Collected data
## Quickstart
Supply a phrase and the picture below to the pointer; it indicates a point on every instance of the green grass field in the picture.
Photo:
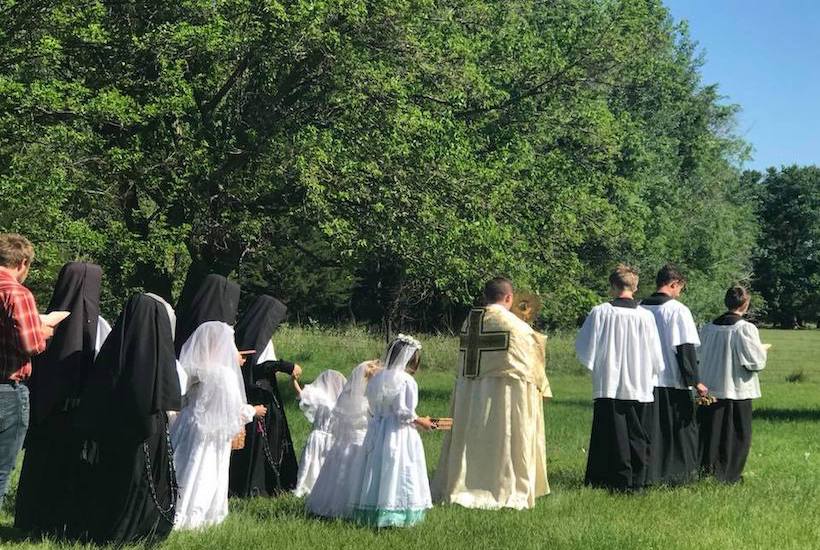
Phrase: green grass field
(775, 507)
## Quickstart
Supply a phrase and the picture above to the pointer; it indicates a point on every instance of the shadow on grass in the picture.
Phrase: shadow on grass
(787, 415)
(564, 479)
(9, 534)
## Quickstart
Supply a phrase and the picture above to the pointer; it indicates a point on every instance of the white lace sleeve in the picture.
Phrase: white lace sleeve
(406, 402)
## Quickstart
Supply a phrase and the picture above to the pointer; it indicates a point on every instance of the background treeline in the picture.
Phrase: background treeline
(375, 161)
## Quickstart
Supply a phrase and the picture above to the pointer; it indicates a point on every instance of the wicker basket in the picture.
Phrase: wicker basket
(238, 442)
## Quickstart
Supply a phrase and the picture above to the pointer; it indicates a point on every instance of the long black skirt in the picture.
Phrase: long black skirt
(48, 478)
(619, 445)
(674, 436)
(130, 490)
(267, 465)
(725, 438)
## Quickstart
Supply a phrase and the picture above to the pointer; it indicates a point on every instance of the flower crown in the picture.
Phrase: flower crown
(409, 340)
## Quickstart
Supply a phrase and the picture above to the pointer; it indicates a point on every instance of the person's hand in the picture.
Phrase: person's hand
(297, 372)
(424, 422)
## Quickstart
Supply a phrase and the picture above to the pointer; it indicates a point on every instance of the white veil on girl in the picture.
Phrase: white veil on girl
(324, 391)
(385, 386)
(217, 394)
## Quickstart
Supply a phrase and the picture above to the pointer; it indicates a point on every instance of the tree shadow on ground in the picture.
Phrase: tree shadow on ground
(9, 534)
(564, 479)
(788, 415)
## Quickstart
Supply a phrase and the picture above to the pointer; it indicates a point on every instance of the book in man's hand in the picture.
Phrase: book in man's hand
(54, 318)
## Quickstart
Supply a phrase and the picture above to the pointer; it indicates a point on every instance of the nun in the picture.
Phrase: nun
(216, 299)
(53, 448)
(267, 464)
(129, 490)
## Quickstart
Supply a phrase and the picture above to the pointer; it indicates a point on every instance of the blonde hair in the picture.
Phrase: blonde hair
(624, 277)
(14, 249)
(372, 368)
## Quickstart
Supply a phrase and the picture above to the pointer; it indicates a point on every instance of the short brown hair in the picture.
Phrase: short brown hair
(14, 249)
(496, 288)
(669, 274)
(624, 277)
(736, 297)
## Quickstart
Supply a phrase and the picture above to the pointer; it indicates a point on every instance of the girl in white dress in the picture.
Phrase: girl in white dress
(331, 496)
(317, 401)
(214, 412)
(393, 488)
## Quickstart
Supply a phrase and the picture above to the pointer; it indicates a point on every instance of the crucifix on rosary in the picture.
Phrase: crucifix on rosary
(474, 342)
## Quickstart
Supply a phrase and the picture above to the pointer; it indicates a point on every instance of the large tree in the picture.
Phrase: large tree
(787, 264)
(371, 160)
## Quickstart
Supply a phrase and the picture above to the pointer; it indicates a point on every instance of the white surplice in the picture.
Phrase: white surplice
(621, 347)
(676, 327)
(730, 358)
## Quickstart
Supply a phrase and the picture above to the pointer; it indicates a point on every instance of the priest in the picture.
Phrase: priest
(674, 429)
(495, 456)
(619, 344)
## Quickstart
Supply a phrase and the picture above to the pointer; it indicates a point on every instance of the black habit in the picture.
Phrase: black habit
(216, 299)
(129, 490)
(48, 479)
(725, 430)
(267, 465)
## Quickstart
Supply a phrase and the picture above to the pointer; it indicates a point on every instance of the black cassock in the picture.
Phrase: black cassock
(674, 428)
(620, 443)
(619, 448)
(129, 486)
(267, 465)
(53, 449)
(215, 299)
(725, 431)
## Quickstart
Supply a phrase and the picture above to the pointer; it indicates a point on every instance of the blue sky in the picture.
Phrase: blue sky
(765, 56)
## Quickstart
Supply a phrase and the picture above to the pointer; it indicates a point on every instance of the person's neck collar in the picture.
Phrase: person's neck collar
(6, 272)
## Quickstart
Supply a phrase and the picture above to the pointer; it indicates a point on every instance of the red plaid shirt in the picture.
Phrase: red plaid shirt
(20, 336)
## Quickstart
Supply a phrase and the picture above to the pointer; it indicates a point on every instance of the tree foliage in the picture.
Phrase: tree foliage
(787, 263)
(369, 160)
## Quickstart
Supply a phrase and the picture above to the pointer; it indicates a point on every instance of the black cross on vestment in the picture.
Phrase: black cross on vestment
(474, 342)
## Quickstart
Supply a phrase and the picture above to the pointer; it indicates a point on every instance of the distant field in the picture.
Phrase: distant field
(776, 506)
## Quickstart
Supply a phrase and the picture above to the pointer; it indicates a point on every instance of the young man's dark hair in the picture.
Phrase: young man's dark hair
(736, 297)
(496, 288)
(668, 274)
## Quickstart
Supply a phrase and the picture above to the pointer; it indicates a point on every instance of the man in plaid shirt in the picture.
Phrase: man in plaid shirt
(22, 335)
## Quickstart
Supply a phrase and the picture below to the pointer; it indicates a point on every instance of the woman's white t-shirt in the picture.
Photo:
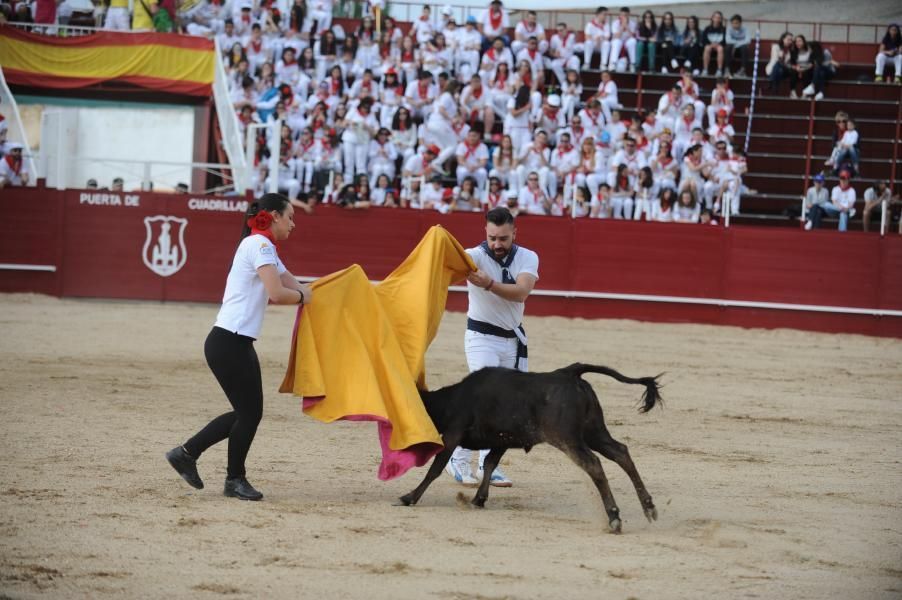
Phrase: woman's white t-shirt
(245, 297)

WHAT YOU HAVE TO DO:
Examine the records and pull out every line where the string "below" occurs.

TASK OUTPUT:
Supply a phrase and the picture below to the pointer; it indicates a point on every instance of the green grass field in the picture.
Supply a phrase and the picture below to the pointer; it indicates a point on every instance of the woman's white t-shirt in the picture.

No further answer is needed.